:: To be done ::
Transcribe the lines of the records starting with the one that has "the green foliage" in it and ending with the last, and transcribe nothing else.

-- START OF Supplied material --

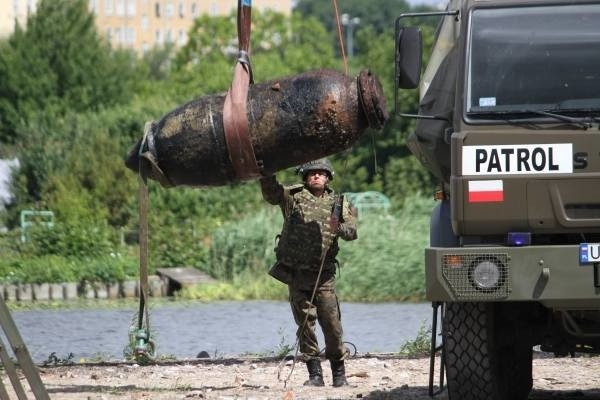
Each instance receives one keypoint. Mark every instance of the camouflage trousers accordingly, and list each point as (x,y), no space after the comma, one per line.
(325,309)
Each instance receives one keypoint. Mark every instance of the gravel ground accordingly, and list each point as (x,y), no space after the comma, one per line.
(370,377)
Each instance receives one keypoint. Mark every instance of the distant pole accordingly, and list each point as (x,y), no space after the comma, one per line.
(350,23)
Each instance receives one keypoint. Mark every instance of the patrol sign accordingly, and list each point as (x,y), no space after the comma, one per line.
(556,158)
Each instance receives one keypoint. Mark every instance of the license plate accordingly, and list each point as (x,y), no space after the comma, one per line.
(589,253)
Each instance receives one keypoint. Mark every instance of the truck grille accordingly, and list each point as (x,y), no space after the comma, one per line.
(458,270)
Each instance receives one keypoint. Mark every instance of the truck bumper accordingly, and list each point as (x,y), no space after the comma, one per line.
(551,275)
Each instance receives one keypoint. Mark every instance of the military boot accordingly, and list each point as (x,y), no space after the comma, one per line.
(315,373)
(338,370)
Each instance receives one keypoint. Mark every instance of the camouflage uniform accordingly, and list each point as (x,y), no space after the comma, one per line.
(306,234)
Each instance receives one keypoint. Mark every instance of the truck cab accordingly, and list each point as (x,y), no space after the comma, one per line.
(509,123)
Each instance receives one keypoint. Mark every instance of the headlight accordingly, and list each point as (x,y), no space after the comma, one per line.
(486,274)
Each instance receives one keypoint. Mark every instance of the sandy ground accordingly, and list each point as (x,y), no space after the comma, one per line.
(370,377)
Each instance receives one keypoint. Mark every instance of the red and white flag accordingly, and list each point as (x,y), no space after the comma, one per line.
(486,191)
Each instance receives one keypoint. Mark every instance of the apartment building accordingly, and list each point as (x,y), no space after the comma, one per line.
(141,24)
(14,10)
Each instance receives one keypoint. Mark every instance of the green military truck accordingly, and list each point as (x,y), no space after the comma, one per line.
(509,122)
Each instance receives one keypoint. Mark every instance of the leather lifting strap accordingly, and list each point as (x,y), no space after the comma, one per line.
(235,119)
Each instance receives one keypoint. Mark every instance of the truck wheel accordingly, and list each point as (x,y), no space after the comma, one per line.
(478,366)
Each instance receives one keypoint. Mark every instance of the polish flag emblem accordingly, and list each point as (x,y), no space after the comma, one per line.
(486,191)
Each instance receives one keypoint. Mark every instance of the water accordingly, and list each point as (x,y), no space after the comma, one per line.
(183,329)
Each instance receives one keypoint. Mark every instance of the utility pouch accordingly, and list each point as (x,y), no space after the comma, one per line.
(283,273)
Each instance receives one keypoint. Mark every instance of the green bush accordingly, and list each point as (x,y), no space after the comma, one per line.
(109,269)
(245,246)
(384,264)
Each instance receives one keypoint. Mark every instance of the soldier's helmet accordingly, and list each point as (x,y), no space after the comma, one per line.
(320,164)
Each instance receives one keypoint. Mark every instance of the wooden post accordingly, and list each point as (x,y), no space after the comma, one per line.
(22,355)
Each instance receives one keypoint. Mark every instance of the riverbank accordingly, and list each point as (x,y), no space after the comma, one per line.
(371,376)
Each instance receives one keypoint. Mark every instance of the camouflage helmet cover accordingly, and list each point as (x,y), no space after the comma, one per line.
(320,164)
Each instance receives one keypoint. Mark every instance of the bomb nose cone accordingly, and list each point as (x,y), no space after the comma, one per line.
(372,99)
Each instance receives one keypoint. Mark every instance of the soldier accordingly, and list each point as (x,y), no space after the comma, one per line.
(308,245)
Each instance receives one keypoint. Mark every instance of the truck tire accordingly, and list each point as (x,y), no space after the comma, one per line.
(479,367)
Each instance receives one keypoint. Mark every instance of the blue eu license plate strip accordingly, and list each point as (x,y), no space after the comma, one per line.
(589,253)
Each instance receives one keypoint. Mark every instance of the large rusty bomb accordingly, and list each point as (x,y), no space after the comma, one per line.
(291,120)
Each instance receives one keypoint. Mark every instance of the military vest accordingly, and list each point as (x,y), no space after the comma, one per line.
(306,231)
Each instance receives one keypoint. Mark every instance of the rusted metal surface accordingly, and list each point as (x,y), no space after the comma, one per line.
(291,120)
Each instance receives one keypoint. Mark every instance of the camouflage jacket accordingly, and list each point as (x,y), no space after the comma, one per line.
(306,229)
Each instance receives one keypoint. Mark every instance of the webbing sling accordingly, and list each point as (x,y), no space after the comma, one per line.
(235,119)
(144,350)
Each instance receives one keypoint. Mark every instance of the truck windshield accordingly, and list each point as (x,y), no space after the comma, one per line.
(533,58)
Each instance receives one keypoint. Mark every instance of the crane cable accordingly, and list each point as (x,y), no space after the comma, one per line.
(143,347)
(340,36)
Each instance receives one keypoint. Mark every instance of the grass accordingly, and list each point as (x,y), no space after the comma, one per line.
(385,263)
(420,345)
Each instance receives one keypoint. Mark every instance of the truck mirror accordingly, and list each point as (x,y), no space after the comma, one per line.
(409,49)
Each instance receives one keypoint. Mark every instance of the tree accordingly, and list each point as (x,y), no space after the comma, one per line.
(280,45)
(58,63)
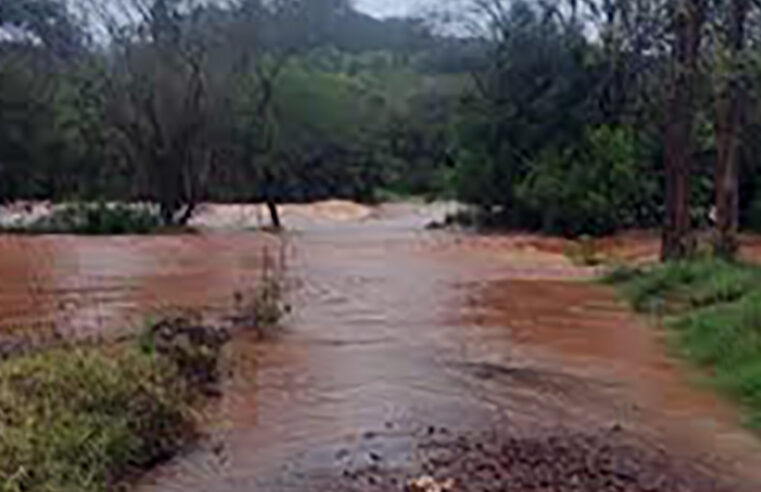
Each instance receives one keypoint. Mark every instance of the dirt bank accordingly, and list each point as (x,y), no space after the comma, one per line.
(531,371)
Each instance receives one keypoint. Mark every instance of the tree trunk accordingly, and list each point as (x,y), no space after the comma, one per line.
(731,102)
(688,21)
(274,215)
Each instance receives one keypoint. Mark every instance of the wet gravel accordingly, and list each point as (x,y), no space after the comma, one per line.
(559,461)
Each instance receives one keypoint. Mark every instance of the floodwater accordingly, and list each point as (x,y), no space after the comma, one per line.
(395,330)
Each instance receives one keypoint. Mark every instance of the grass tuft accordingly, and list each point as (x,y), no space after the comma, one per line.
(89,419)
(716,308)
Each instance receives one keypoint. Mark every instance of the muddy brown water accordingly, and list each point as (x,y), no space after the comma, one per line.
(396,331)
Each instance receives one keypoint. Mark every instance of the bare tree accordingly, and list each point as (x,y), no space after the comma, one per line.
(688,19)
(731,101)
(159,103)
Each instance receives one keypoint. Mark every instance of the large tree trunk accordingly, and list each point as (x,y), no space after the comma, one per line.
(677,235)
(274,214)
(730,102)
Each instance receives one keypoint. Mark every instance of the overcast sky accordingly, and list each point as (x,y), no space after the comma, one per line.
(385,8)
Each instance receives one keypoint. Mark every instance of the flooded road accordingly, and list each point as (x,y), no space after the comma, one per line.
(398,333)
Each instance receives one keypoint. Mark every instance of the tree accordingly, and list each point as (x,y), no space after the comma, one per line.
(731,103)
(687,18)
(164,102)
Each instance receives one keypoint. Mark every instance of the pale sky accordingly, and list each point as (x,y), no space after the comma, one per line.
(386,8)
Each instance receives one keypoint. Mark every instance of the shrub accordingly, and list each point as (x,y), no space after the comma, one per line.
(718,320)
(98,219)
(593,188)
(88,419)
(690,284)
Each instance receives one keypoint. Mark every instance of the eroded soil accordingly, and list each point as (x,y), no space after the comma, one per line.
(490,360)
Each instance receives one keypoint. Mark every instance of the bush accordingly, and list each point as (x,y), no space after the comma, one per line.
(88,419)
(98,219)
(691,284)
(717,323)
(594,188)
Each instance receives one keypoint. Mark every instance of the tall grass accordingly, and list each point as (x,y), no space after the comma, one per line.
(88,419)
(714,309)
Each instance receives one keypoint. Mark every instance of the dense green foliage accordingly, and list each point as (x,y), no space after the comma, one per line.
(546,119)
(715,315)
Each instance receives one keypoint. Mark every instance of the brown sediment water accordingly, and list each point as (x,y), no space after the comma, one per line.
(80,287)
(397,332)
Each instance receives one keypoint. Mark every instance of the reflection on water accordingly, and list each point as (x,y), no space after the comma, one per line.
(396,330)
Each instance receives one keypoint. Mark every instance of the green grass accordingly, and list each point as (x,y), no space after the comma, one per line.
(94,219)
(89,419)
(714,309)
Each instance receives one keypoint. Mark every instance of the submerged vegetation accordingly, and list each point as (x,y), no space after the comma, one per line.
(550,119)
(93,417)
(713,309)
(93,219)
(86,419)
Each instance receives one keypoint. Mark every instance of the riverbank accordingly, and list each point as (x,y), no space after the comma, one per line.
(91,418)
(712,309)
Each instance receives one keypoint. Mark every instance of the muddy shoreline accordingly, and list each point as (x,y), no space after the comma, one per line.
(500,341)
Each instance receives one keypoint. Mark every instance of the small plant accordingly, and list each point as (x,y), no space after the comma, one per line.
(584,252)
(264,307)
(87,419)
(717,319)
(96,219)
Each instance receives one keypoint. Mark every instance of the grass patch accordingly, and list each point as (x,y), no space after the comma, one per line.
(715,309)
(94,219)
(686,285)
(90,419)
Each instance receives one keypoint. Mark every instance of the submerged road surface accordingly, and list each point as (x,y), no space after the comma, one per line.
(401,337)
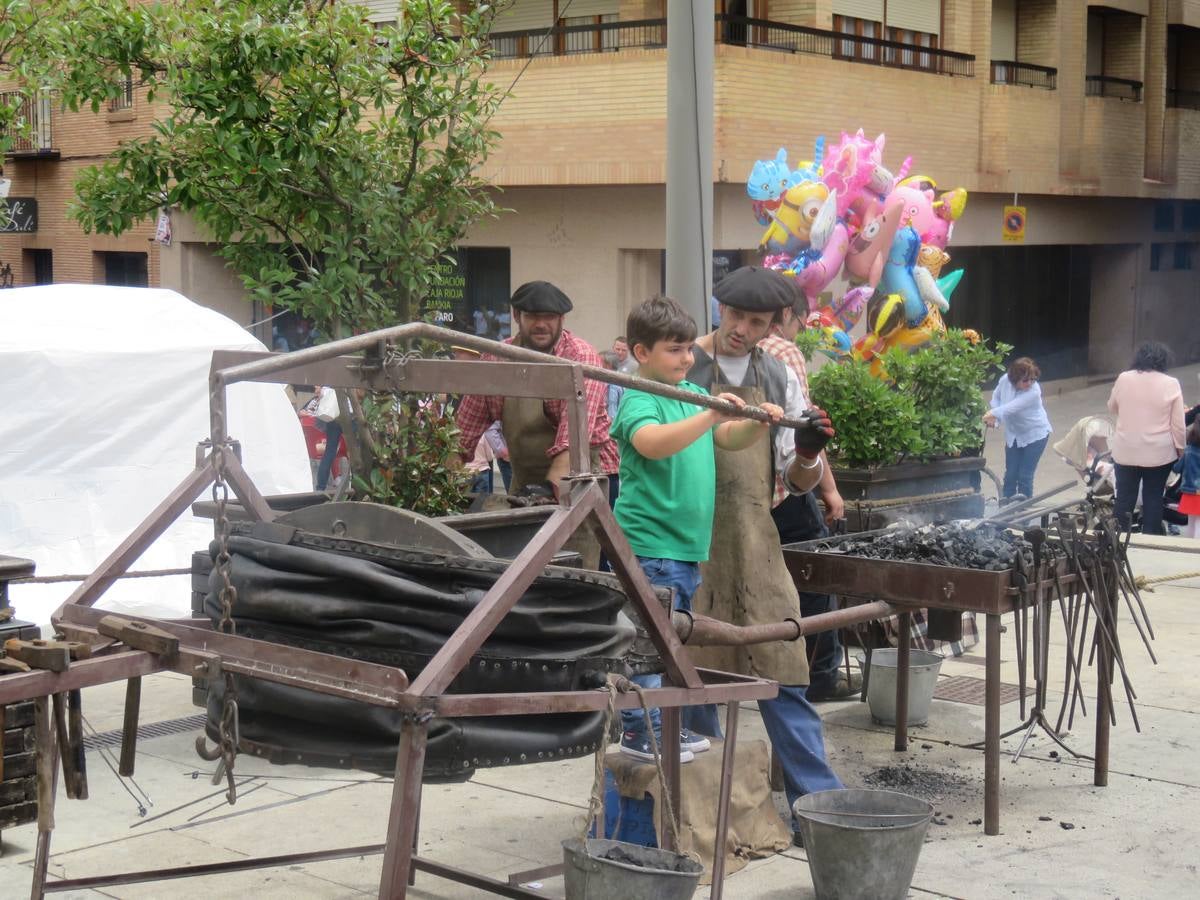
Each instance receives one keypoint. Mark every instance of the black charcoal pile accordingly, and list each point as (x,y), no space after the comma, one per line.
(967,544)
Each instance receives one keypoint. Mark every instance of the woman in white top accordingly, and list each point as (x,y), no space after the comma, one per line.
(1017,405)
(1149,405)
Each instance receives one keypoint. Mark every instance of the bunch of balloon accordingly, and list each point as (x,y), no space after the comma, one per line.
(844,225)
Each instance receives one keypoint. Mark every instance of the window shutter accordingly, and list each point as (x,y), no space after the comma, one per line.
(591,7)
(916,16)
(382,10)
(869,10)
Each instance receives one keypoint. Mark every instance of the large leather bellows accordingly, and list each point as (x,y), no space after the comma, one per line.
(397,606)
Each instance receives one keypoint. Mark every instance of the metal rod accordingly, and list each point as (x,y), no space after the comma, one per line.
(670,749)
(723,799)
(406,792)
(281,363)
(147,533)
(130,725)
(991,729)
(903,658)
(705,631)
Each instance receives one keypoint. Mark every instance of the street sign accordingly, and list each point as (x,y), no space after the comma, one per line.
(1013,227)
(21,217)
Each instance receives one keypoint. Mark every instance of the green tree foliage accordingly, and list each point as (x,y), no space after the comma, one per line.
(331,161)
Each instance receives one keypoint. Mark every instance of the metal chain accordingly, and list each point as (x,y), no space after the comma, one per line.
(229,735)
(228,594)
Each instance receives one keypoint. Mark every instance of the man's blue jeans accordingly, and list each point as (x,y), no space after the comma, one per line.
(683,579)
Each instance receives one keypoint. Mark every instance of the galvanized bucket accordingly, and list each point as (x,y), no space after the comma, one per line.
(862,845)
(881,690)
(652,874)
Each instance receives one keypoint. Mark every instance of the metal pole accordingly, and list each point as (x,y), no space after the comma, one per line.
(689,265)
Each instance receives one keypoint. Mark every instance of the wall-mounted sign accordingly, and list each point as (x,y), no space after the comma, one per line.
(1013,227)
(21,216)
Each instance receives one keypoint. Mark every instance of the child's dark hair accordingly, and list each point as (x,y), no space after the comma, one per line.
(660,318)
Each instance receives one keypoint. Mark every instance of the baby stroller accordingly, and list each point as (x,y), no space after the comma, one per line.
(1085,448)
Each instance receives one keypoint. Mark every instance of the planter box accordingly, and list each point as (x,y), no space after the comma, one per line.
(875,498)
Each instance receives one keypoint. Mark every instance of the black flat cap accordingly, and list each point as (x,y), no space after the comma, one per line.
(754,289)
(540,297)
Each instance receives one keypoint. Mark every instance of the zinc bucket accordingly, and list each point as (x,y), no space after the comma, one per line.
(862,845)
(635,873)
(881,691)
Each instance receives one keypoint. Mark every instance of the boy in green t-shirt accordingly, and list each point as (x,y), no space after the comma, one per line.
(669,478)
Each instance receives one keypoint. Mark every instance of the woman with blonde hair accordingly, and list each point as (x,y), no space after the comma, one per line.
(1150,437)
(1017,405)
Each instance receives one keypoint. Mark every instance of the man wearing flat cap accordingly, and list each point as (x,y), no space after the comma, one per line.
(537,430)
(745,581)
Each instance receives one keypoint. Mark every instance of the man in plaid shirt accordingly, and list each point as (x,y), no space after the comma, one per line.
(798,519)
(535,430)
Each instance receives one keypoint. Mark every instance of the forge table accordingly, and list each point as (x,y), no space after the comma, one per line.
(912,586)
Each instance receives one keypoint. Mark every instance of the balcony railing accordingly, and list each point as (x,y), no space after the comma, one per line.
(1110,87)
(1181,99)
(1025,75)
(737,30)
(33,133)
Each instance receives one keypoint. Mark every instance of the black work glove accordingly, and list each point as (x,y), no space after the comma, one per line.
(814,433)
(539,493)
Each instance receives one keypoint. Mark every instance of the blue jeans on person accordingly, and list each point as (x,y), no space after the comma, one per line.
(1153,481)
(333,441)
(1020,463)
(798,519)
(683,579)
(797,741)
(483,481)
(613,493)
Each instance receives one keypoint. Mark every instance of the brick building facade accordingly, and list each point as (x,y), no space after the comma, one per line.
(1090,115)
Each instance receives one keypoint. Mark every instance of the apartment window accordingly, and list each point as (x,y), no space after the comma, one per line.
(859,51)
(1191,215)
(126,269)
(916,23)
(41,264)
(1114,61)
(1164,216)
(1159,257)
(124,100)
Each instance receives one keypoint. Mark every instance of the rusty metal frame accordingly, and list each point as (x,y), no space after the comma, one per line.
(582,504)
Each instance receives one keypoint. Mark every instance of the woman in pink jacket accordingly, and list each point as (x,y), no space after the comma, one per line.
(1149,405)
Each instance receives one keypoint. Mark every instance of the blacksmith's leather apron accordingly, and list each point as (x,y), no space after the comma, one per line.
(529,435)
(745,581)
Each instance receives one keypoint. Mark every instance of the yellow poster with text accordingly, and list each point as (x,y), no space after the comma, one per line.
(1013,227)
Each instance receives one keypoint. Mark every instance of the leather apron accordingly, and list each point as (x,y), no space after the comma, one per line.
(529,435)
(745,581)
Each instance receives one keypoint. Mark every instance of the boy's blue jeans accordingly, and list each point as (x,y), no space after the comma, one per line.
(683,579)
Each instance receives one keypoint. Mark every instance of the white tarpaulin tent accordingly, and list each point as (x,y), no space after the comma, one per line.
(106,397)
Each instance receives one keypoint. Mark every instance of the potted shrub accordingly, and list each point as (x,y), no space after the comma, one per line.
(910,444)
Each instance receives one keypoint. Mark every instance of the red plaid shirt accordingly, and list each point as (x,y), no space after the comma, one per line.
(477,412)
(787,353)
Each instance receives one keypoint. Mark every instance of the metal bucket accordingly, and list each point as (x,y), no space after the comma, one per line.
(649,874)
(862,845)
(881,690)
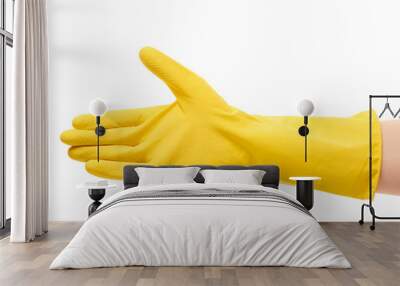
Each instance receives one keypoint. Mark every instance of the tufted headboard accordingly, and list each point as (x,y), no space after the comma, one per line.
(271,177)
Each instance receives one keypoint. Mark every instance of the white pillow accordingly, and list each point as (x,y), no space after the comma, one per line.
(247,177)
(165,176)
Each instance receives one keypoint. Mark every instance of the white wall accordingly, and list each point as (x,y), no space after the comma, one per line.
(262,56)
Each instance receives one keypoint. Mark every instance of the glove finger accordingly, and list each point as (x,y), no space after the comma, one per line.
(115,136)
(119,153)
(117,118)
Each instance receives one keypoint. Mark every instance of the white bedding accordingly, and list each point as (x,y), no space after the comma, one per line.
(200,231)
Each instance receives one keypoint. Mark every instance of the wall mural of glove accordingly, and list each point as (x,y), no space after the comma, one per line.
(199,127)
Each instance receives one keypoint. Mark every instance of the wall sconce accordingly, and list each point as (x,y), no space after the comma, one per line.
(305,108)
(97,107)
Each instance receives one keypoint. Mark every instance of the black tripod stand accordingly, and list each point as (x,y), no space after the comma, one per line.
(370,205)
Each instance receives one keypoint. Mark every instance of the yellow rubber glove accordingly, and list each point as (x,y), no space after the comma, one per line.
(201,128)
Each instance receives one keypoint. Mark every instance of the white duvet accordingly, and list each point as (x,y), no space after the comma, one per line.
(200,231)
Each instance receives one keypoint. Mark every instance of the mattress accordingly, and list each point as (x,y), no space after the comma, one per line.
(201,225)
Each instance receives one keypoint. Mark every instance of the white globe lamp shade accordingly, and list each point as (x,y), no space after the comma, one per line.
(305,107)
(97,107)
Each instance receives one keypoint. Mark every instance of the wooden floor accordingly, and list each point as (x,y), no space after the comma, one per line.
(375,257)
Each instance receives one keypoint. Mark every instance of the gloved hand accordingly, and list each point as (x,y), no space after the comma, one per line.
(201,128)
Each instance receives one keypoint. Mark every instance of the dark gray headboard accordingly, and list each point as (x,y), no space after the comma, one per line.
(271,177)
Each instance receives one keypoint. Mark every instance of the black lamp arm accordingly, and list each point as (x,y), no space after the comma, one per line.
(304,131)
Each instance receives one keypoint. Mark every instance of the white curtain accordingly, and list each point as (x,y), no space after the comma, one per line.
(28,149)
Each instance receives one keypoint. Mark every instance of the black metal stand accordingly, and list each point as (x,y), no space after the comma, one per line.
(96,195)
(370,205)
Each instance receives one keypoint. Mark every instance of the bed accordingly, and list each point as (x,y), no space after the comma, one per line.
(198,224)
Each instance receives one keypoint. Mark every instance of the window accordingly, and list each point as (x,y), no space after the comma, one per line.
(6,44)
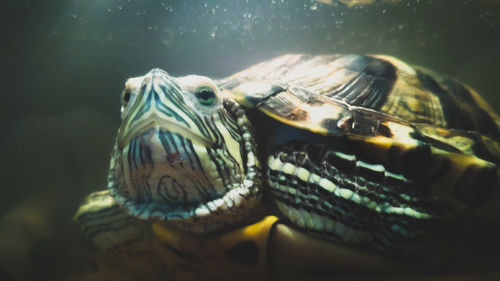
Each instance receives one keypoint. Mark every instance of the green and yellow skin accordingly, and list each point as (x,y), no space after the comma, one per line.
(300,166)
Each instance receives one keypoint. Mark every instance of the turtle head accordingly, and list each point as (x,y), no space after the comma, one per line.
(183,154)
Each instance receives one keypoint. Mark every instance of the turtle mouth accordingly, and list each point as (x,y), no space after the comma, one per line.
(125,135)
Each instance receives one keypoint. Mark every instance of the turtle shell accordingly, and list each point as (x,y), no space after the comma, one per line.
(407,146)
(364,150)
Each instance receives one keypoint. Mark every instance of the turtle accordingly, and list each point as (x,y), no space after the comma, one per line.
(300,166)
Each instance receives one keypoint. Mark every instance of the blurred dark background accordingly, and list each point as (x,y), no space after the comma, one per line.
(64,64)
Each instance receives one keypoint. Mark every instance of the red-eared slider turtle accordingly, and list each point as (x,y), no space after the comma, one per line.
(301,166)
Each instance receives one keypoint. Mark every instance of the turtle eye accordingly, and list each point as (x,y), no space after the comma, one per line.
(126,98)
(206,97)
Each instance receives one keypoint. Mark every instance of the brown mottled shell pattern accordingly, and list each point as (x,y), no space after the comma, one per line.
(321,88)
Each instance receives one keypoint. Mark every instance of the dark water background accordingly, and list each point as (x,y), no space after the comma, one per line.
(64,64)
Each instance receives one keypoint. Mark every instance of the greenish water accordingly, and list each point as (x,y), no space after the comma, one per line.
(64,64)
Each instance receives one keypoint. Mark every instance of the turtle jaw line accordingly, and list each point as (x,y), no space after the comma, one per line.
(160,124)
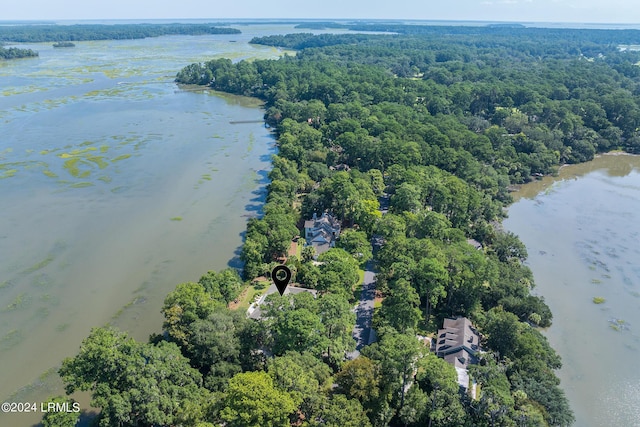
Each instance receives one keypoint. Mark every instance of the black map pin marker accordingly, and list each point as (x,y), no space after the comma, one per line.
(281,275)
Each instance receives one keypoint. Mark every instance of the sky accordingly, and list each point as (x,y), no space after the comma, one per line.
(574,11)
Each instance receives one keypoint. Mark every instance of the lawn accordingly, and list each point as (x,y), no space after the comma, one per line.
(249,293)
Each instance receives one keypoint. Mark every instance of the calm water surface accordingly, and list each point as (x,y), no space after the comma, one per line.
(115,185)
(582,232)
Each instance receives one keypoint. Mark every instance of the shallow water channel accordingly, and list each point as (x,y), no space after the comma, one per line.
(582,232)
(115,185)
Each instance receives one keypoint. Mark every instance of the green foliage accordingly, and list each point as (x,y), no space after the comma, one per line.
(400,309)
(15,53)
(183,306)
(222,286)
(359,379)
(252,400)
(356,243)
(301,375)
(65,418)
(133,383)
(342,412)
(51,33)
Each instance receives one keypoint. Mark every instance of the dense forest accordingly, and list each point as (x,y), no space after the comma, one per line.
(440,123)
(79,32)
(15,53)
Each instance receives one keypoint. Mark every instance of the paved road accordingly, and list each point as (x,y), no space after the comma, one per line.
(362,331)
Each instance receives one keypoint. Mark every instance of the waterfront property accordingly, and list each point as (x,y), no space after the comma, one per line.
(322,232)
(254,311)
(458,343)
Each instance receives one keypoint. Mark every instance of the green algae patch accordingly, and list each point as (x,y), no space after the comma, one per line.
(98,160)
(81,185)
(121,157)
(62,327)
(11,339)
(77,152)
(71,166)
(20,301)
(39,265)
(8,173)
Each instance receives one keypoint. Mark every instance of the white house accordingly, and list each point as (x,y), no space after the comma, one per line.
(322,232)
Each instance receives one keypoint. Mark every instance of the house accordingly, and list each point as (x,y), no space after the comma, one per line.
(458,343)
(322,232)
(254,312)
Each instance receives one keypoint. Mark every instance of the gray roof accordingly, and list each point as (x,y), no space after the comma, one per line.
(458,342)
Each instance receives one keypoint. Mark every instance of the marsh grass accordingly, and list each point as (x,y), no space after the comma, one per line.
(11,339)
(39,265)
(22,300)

-- END OF Supplied material --

:: Answer to the task ::
Each instance receives one keypoint. Mark every instance of the green foliage accordingly, and list each point as (x,y), no space after the comma, one per line.
(400,309)
(15,53)
(183,306)
(222,286)
(359,379)
(252,400)
(356,243)
(301,375)
(65,418)
(133,383)
(342,412)
(51,33)
Each instance receives one keypoint. Mark every instance of the dense forest accordingly, and list each point as (x,y), no space after the comma, one per line.
(440,123)
(79,32)
(15,53)
Each instance receives one keypoint. Mark every instance of the paved road accordingly, and list each point as (x,y), no space after the comma, one per line.
(362,331)
Each instance receives one keypoint. Mark every instance of the waterfront property accordingly, and list each point as (x,y), no space after the comma, one per line.
(322,232)
(254,311)
(458,343)
Each instance receives one keypoint. Mark every instance of the green algae patch accordingly, and list each point as (x,y), no space after the comma, one per line.
(98,160)
(81,185)
(121,157)
(62,327)
(11,339)
(77,152)
(71,166)
(20,301)
(39,265)
(8,173)
Each instance receives one keypoint. Mark every instance of the white house accordingly, and list each point as (x,y), no space after the comma, one per line.
(322,232)
Each instance receives one keypoint. Mark every instance of the house accordingly, and list each point as (x,y), no space after the comma, one per line.
(458,343)
(322,232)
(254,312)
Each instance receives one keypoint. Mark every instance of the gray roof accordingly, and list each point as (x,y), no space after the comma, one per line.
(458,342)
Each instance receives one keypoint. Mark every instance of the marsh grass accordingly, and list each point as (x,y), no space after the comma, one per line.
(11,339)
(39,265)
(22,300)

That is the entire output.